Given passage:
────────
I totally understand that ryzen are unlocked and might cost a bit less and offer less / same / more performance over "X" locked intel processor, but thats something we could not change, so deal with it and learn from this scenario or remain a noob and claim cr*ps about locked and unlocked processors without proper facts...


----------



## Deleted member 178884 (Jul 12, 2018)

Peche, Here's many reasons why ryzen is better:
-Soldered, no intel glue BS.
-Unlocked for the price of the locked intel cpu
-https://www.youtube.com/watch?v=RF0x9wWxXMM Near enough identical performance, and when overclocked the ryzen will pull ahead with ease. 
-AM4 upgradability (new amd cpus until 2020) - How's coffee lake upgradability going for you? Well it's getting replaced by z390 so enjoy that useless motherboard - you can't stick a new cpu in 2 years time like ryzen can. 
-Lower cpu utilisation 6 threads vs 12 threads
Why save money on the intel system when you can grab ryzen? Intel fanboys are salty nowadays sadly, instead of fanboying a brand you should buy what's best for your use case - He wants to game and stream and those 6 additional threads will reduce performance impact and it will outperform the i5 with gaming+streaming at the same time.

Learn from this scenario? I'll tell you what I learnt:
-Your a die hard intel fanboy
-Ryzen is the better buy
I may learn more as your false facts and zero advice to the op intensifies, only time will tell.



peche said:


> intel is what it is and your comments will not change it, so deal with locked processors and different market segments or keep in a lie forever....
────────
Source excerpt:
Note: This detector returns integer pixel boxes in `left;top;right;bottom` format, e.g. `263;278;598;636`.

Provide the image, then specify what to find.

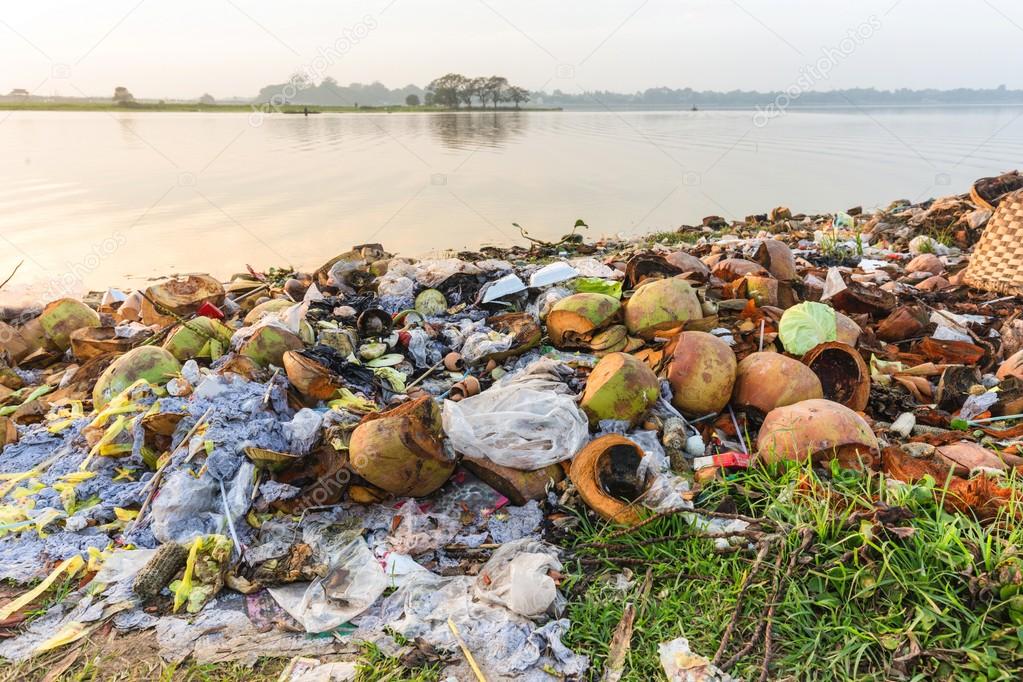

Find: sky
0;0;1023;98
────────
Written task 1: According to the Ryzen-versus-Intel forum thread, until what year will new AMD CPUs keep coming for AM4?
Written task 2: Continue the Ryzen-versus-Intel forum thread from the point where it stops.

Result 1: 2020

Result 2:
> I totally understand that ryzen are unlocked and might cost a bit less and offer less / same / more performance over "X" locked intel processor, but thats something we could not change, so deal with it and learn from this scenario or remain a noob and claim cr*ps about locked and unlocked processors without proper facts...


Locked and Unlocked cpus are no "market sector" - Intel made it a market sector because blind sheep remain loyal - AMD has upped their game and is heading to dominate that market sector since the sheep are slowly waking up to the reality - Ironically I'm a far bigger intel user than you ever will be - I buy what meets my needs like my x5650, 6600k and my 7740x (need x299 mobo) And ryzen is perfect for the low/mid end sector. The i5 is irrelevant and can't yield a performance improvement from overclocking.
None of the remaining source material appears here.